● AUFGABENLISTE
• A. Wie viele Songs hat Clueso laut der Rezension zu „Handgepäck I“ als neues Album veröffentlicht?
• B. Führe die Rezension zu „Handgepäck I“ nach ihrem letzten Satz weiter.

● TEXTAUSZUG

━━━━━━━━━━

Clueso und „Handgepäck I“: Melancholie pur

Mal etwas ganz Anderes: Eine Sammlung von Songs, die unterwegs entstand, über Jahre hinweg. Clueso nimmt seine Hörerschaft mit auf eine ganz persönliche Reise.

Handgepäck. Am Beginn der Reise meist noch wenig, doch die Tasche wird mit der Zeit immer schwerer. Während andere Souvenirs und Krimskrams von unterwegs mitbringen, kommt Clueso mit neuen Songs nach Hause. 18 davon hat er jetzt als sein neues Album veröffentlicht: „Handgepäck I“. Geschrieben hat er sie auf seinen Reisen. So sind auf seinem achten Album also Songs aus mehreren Jahren versammelt. Eines ist ihnen gemein: Sie sind akustisch, mit einfacheren Mitteln unterwegs aufgenommen, etwas nachbearbeitet. Da kommt es mal vor, dass die Aufnahme minimal rauscht oder etwas Atmosphäre zu hören ist.

Neben Cluesos Stimme und seiner Akustikgitarre tauchen oft Streicher auf. Sie geben „Handgepäck I“ Melancholie. Eine Menge Melancholie. Daran ist aber auch Cluesos Stimme nicht ganz unschuldig. Egal, worüber er gerade singt - meistens klingt seine Stimme einfach nur melancholisch, traurig oder sogar lustlos  ̶  oder einfach nur verträumt? Ein bisschen getrommelter Rhythmus („Einfache Fahrt“, „Kurz vor Abflug“) oder Blasinstrumente („Du und Ich“) können daran nicht viel ändern. Sie sorgen für Abwechslung, aber die melancholische Stimmung der Platte bleibt. Dass die Songs zu ganz unterschiedlichen Zeitpunkten geschrieben wurden, fällt kaum auf, klingen sie doch alle recht ähnlich.

━━━━━━━━━━

● VERFÜGBARE DATEN

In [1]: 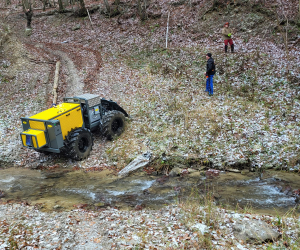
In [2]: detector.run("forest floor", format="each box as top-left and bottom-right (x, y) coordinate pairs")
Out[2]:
(0, 1), (300, 174)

━━━━━━━━━━

● LÖSUNGEN
• A. 18 Songs.

• B.
Gezupfte Gitarrenmelodien, mal etwas lebendiger, meistens eher ruhig, Texte übers Nach-Hause-Kommen oder Silvester in Paris und Cluesos Stimme, die ganz nah kommt: Das macht „Handgepäck I“ aus. Entgegen der Erwartung geht es gar nicht in allen Songs ums Reisen und Unterwegs-Sein, zumindest nicht auf den ersten Blick. Geschrieben hat Clueso die Songs mal in Neuseeland („Wie versprochen“), auf Tour mit Udo Lindenberg („Zimmer 102“) oder nach seinem ersten Headliner-Auftritt bei einem großen Festival („Paris“). Sie dokumentieren seine Gedanken, Gefühle, Erinnerungen. Das macht „Handgepäck I“ zu einem sehr persönlichen Album, was sich neben den Texten auch in der Musik widerspiegelt.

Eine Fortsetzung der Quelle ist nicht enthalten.